§ What is asked: Retype all of the listing exactly, passing over any picture you find.

** Start Provided records **

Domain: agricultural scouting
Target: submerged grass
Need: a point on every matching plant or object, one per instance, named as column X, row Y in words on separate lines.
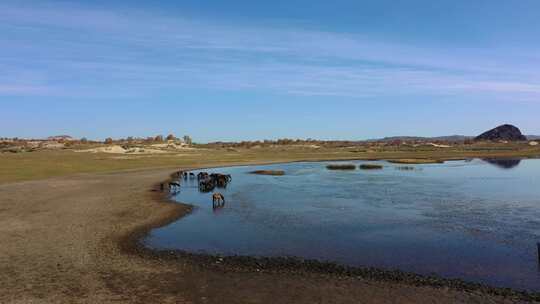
column 341, row 167
column 268, row 172
column 370, row 167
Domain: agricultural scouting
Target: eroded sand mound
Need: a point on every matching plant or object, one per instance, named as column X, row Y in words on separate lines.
column 120, row 150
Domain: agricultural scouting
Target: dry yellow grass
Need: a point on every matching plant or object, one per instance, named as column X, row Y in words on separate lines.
column 51, row 163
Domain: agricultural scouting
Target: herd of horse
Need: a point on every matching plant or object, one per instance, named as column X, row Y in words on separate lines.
column 207, row 182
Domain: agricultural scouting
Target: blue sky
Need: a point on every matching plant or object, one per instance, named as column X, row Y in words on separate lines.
column 241, row 70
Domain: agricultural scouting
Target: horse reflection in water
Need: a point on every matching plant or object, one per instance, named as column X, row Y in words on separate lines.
column 503, row 163
column 218, row 201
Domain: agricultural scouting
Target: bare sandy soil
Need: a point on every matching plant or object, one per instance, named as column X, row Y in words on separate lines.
column 63, row 240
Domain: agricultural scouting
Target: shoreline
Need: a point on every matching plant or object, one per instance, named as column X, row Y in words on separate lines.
column 133, row 244
column 78, row 239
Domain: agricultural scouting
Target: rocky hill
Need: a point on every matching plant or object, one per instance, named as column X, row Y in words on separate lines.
column 504, row 132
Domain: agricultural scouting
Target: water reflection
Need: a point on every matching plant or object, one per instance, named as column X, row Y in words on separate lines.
column 460, row 219
column 504, row 163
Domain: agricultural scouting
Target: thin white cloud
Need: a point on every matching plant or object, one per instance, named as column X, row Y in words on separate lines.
column 53, row 49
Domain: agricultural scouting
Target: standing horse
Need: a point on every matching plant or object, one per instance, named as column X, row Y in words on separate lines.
column 218, row 200
column 174, row 185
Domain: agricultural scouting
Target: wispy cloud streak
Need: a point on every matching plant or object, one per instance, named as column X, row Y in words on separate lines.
column 73, row 51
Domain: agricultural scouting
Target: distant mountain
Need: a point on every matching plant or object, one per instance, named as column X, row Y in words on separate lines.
column 503, row 132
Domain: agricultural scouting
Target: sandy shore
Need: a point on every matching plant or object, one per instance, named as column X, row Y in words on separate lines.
column 73, row 240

** End Provided records **

§ Reply:
Domain: agricultural scouting
Target: submerged grass
Need: a point on every matching plant or object, one per instance, named as column X, row Y in words on separate lines.
column 341, row 167
column 268, row 172
column 370, row 167
Domain: agricultural scouting
Target: eroded sand mound
Need: a point on every matching plant or object, one per instance, named as column X, row Y in words on separate lines.
column 120, row 150
Domain: agricultural scouting
Target: dry yellow grass
Need: a point on every matching plant or object, one per instance, named as column X, row Y in words on separate lines.
column 51, row 163
Domain: agricultural scouting
Target: herd of horse
Need: a point on every matching plant or object, one per instance, named as column X, row Y in words on separate lines.
column 207, row 182
Domain: agricultural scouting
Target: blue sky
Need: a point on every matching plant or object, one per instance, named as column X, row Y in words on separate lines.
column 241, row 70
Domain: agricultural scouting
Target: horse reflection in water
Need: a point on every matching plant or object, one per instance, named as column X, row Y in words on separate lines.
column 503, row 163
column 218, row 201
Domain: agricultural scouting
Target: bare sandy soil
Need: a point on every matching plant or object, one per instance, named as column X, row Y in words on separate lines.
column 63, row 240
Domain: agricultural scouting
Target: shoreline
Need: a point on every matching plant or object, one per instance, named as column X, row Y in words on separate lines.
column 133, row 244
column 78, row 239
Domain: agricultural scouting
Target: rocky hill
Need: a point on every matching plant or object, one per instance, named as column X, row Y in words on separate lines.
column 504, row 132
Domain: agricultural scouting
Target: water reflection
Need: a point on every matching plant or object, one per instance, named as column X, row Y in words on separate lines.
column 460, row 219
column 504, row 163
Domain: agricultural scouting
Target: thin white cloud
Need: a point on every matching plant or object, one per instance, named as column X, row Y in words on separate lines.
column 53, row 49
Domain: agricultural scouting
Target: standing horse
Need: a point on every matching plant or object, one per instance, named as column X, row Y in words on separate lines.
column 218, row 200
column 174, row 185
Domain: agricultural scouting
Target: wispy cloud streak
Need: a point on every matching plant or object, one per instance, named as column X, row Y in words on separate lines.
column 73, row 51
Domain: agricultural scouting
Target: distant mountain
Need: a point on every matching plant or object, one per instance, named as column X, row Y in words on separate lines.
column 503, row 132
Domain: agricultural scouting
Target: sandy shore
Need: a point on every matching plant or object, one per instance, named as column X, row Y in words on separate lines.
column 73, row 240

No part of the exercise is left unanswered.